◆ PROMPT ◆
From first line to last, transcribe the listing exactly and skip any image.

━━━━━━━━━━━━━━━━━━━━

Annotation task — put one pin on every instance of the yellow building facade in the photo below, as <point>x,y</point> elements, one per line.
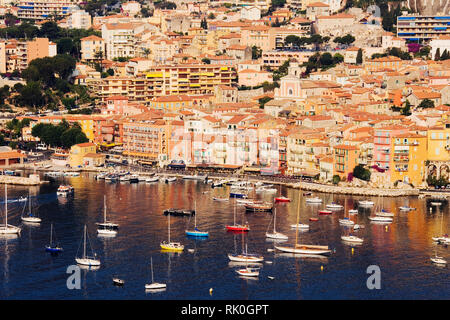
<point>408,159</point>
<point>78,152</point>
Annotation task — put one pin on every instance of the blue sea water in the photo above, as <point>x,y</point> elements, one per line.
<point>402,250</point>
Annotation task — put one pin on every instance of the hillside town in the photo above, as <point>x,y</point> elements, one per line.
<point>306,89</point>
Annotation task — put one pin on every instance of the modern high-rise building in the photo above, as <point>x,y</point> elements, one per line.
<point>415,27</point>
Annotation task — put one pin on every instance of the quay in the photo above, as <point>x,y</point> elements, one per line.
<point>285,181</point>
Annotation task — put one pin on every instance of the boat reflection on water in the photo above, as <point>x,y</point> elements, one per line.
<point>233,264</point>
<point>88,268</point>
<point>312,257</point>
<point>155,290</point>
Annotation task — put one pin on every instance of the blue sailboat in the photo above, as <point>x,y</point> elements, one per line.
<point>196,232</point>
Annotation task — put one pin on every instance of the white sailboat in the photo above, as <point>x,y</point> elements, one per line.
<point>437,259</point>
<point>346,220</point>
<point>154,285</point>
<point>303,248</point>
<point>196,232</point>
<point>53,248</point>
<point>30,217</point>
<point>105,227</point>
<point>275,234</point>
<point>443,238</point>
<point>7,228</point>
<point>87,260</point>
<point>168,245</point>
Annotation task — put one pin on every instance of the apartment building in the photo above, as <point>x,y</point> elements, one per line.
<point>417,27</point>
<point>17,54</point>
<point>92,48</point>
<point>79,19</point>
<point>120,40</point>
<point>408,159</point>
<point>166,80</point>
<point>43,9</point>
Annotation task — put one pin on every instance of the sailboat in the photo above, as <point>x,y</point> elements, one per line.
<point>349,237</point>
<point>382,212</point>
<point>380,217</point>
<point>303,248</point>
<point>245,256</point>
<point>196,232</point>
<point>30,217</point>
<point>171,246</point>
<point>275,234</point>
<point>444,238</point>
<point>7,228</point>
<point>154,285</point>
<point>282,198</point>
<point>106,228</point>
<point>436,259</point>
<point>87,260</point>
<point>346,220</point>
<point>334,206</point>
<point>53,248</point>
<point>237,227</point>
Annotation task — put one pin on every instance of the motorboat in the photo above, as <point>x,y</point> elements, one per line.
<point>383,213</point>
<point>380,219</point>
<point>313,200</point>
<point>346,222</point>
<point>248,272</point>
<point>366,203</point>
<point>334,206</point>
<point>282,199</point>
<point>179,212</point>
<point>300,226</point>
<point>118,282</point>
<point>353,239</point>
<point>258,207</point>
<point>406,208</point>
<point>220,199</point>
<point>65,190</point>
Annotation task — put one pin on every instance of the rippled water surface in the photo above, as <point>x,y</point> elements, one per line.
<point>401,250</point>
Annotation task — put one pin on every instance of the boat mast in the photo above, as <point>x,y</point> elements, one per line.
<point>151,262</point>
<point>84,243</point>
<point>51,229</point>
<point>298,214</point>
<point>274,219</point>
<point>6,206</point>
<point>168,225</point>
<point>104,206</point>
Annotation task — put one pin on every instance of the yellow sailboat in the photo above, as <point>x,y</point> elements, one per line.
<point>171,246</point>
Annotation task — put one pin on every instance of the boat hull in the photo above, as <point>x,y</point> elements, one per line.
<point>88,262</point>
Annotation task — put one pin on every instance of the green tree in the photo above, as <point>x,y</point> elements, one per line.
<point>361,173</point>
<point>426,103</point>
<point>437,55</point>
<point>336,179</point>
<point>256,52</point>
<point>359,56</point>
<point>338,58</point>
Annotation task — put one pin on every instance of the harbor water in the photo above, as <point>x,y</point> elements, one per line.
<point>401,250</point>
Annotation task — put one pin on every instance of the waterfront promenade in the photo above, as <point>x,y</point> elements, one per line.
<point>276,180</point>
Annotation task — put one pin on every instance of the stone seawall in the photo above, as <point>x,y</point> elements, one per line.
<point>32,180</point>
<point>355,190</point>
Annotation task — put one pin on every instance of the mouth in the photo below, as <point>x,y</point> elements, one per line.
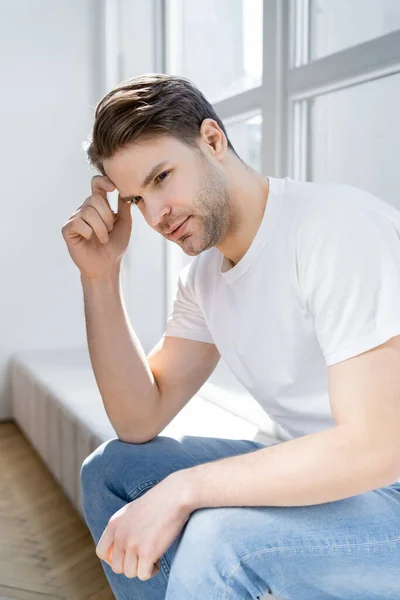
<point>179,231</point>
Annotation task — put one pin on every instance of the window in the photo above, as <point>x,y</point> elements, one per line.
<point>229,34</point>
<point>305,88</point>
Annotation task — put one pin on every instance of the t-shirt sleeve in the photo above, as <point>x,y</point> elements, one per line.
<point>349,278</point>
<point>187,319</point>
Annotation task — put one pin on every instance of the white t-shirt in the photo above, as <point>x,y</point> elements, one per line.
<point>319,284</point>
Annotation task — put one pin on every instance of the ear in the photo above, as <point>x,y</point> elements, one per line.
<point>214,138</point>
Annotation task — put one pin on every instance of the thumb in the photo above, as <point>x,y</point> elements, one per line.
<point>124,209</point>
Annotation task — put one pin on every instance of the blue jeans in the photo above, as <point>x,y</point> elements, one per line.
<point>347,549</point>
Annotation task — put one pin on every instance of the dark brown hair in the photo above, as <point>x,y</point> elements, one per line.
<point>145,107</point>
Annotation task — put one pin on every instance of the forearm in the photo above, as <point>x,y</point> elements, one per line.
<point>320,467</point>
<point>126,383</point>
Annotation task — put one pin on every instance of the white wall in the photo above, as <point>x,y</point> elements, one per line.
<point>51,74</point>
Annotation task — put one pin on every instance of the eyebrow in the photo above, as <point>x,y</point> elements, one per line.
<point>148,179</point>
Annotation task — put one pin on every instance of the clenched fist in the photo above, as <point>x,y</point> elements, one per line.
<point>96,237</point>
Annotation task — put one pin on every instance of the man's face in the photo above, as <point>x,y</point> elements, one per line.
<point>187,186</point>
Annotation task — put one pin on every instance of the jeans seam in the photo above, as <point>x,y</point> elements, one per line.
<point>299,548</point>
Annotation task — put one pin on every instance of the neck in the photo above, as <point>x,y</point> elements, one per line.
<point>248,199</point>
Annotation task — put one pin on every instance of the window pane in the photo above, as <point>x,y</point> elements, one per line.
<point>218,45</point>
<point>339,24</point>
<point>355,137</point>
<point>245,135</point>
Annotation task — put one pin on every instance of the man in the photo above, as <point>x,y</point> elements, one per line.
<point>297,286</point>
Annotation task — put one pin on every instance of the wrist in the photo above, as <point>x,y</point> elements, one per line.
<point>105,278</point>
<point>186,484</point>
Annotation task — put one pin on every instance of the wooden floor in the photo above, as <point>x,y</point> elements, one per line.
<point>46,551</point>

━━━━━━━━━━━━━━━━━━━━

◆ ANSWER TO THIS TASK ◆
Annotation task — put one pin on every instance of the yellow building facade in the photo below, as <point>x,y</point> elements, one per line.
<point>408,159</point>
<point>78,152</point>
Annotation task — put one pin on every instance of the blue sea water in the photo above, as <point>x,y</point> elements, one per line.
<point>402,250</point>
Annotation task — put one pin on every instance of the hillside town in the photo above, as <point>x,y</point> elements, one per line.
<point>306,89</point>
Annotation task — put one pin on every instance of the modern high-rise building in the photo above, as <point>x,y</point> elements, one per line.
<point>415,27</point>
Annotation task — put one pin on every instance of the quay in the photo above, as <point>x,y</point> elements, one per line.
<point>285,181</point>
Annotation task — put one pin on every instance of the boat reflection on water in the photo above, as <point>x,y</point> elements, one per line.
<point>233,264</point>
<point>88,268</point>
<point>312,257</point>
<point>155,290</point>
Annotation task — put one pin on every instance of the blue sailboat in the photo above, as <point>x,y</point> elements, one per line.
<point>196,232</point>
Annotation task — put one pin on every instance of the white sailboat in the photo above, as <point>x,y</point> elements, one per line.
<point>437,259</point>
<point>346,220</point>
<point>154,285</point>
<point>303,248</point>
<point>196,232</point>
<point>53,248</point>
<point>30,217</point>
<point>105,227</point>
<point>275,234</point>
<point>443,238</point>
<point>7,228</point>
<point>87,260</point>
<point>168,245</point>
Annotation task — put one pin on every instance of the apartment building in the photo above, as <point>x,y</point> elements, one per line.
<point>417,27</point>
<point>17,54</point>
<point>92,48</point>
<point>79,19</point>
<point>120,40</point>
<point>408,159</point>
<point>166,80</point>
<point>43,9</point>
Annotation task — put one pin on every instance of the sailboat in the photo above, as <point>x,y</point> elements, one per line.
<point>349,237</point>
<point>382,212</point>
<point>380,217</point>
<point>303,248</point>
<point>245,256</point>
<point>196,232</point>
<point>30,217</point>
<point>171,246</point>
<point>275,234</point>
<point>444,238</point>
<point>7,228</point>
<point>154,285</point>
<point>282,198</point>
<point>106,228</point>
<point>436,259</point>
<point>87,260</point>
<point>346,220</point>
<point>334,206</point>
<point>53,248</point>
<point>237,227</point>
Annotation task — put one pin on every instance of the motorboat in the photo above, as <point>x,y</point> elements, one per line.
<point>383,213</point>
<point>380,219</point>
<point>313,200</point>
<point>346,222</point>
<point>248,272</point>
<point>366,203</point>
<point>334,206</point>
<point>282,199</point>
<point>179,212</point>
<point>300,226</point>
<point>118,282</point>
<point>353,239</point>
<point>258,207</point>
<point>406,208</point>
<point>220,199</point>
<point>65,190</point>
Annotation task — put one pin on every instance of the rippled water surface in the photo above, as <point>x,y</point> elements, one per line.
<point>401,250</point>
Annotation task — put one pin on every instance of the boat mast in the photo above, as <point>x,y</point> elements, one per line.
<point>151,262</point>
<point>84,243</point>
<point>51,229</point>
<point>298,214</point>
<point>274,219</point>
<point>6,206</point>
<point>168,225</point>
<point>104,206</point>
Annotation task — put one pin on every instance of the yellow sailboat in the photo above, as <point>x,y</point> elements, one per line.
<point>171,246</point>
Annotation task — put one pin on every instance of the boat hull in the photo above, as <point>x,y</point> elements, one per line.
<point>88,262</point>
Annotation task — put one pin on every instance of the green tree in the photo above, as <point>x,y</point> elements, one per line.
<point>361,173</point>
<point>426,103</point>
<point>437,55</point>
<point>336,179</point>
<point>256,52</point>
<point>359,56</point>
<point>338,58</point>
Annotation task — put one pin on every instance of the harbor water in the photo above, as <point>x,y</point> elements, one per line.
<point>401,250</point>
Annotation task — put one pin on every instance of the waterfront promenade in the photo above, as <point>x,y</point> elements, one per line.
<point>276,180</point>
Annotation task — put one pin on every instance of the stone seawall in the photo above, as <point>x,y</point> elements, one per line.
<point>32,180</point>
<point>355,190</point>
Annotation task — put one pin on every instance of the mouth in the photo below, as <point>x,y</point> elements, one per line.
<point>179,231</point>
Annotation task — put one pin on every instance of the window in the photo above, as <point>x,y</point> elements, one per line.
<point>229,34</point>
<point>305,88</point>
Annotation task — put one pin on every instance of the t-shirt sleeve in the photo above, as <point>x,y</point> elements, one per line.
<point>349,278</point>
<point>187,319</point>
Annotation task — put one pin on every instance of the white t-shirt in the photo above, as <point>x,y</point> elements, one per line.
<point>319,284</point>
Annotation task — put one pin on every instance of the ear in the photo above, as <point>x,y</point> elements, one per line.
<point>214,138</point>
Annotation task — put one pin on every instance of the thumb in the photo above, as <point>x,y</point> elements, one per line.
<point>124,209</point>
Annotation task — put one pin on every instance of the blue jeans in the photo above, as <point>x,y</point> elements, one per line.
<point>347,549</point>
Annotation task — put one pin on every instance of the dark brown hair in the photo above, as <point>x,y</point> elements, one per line.
<point>145,107</point>
Annotation task — put one pin on every instance of the forearm in the photo above, as <point>x,y</point> elements, one per line.
<point>320,467</point>
<point>126,383</point>
Annotation task — put one pin on every instance of the white wall in the photo above, as <point>x,y</point> elements, one per line.
<point>51,74</point>
Annotation task — put one pin on every instance of the eyebrow in the photo above, as <point>x,y</point> elements, one per line.
<point>148,179</point>
Annotation task — put one pin on every instance of the clenched fist in the photo above, as <point>x,y</point> elements, one per line.
<point>96,237</point>
Annotation task — put one pin on every instance of the man's face in the photo above, as <point>x,y</point> elements, one per line.
<point>187,186</point>
Annotation task — put one pin on every instance of the jeans seam in the photo above, as <point>x,y</point> elements, one per line.
<point>299,548</point>
Annotation task — put one pin on every instance of the neck in the photo above, as <point>x,y</point> elements, one per line.
<point>248,199</point>
Annotation task — put one pin on every instance of the window pane in the photo above, as <point>x,y</point> elements, one per line.
<point>218,45</point>
<point>339,24</point>
<point>355,137</point>
<point>245,135</point>
Annotation task — put one pin on every instance of the man in the photo above, as <point>x,y</point> elements, one per line.
<point>297,286</point>
Annotation task — put one pin on every instance of the wrist in the photo above, as <point>x,y</point> elements, one per line.
<point>105,278</point>
<point>186,484</point>
Annotation task — put one pin on every instance of the wooden floor in the photo above, as <point>x,y</point> elements, one per line.
<point>46,551</point>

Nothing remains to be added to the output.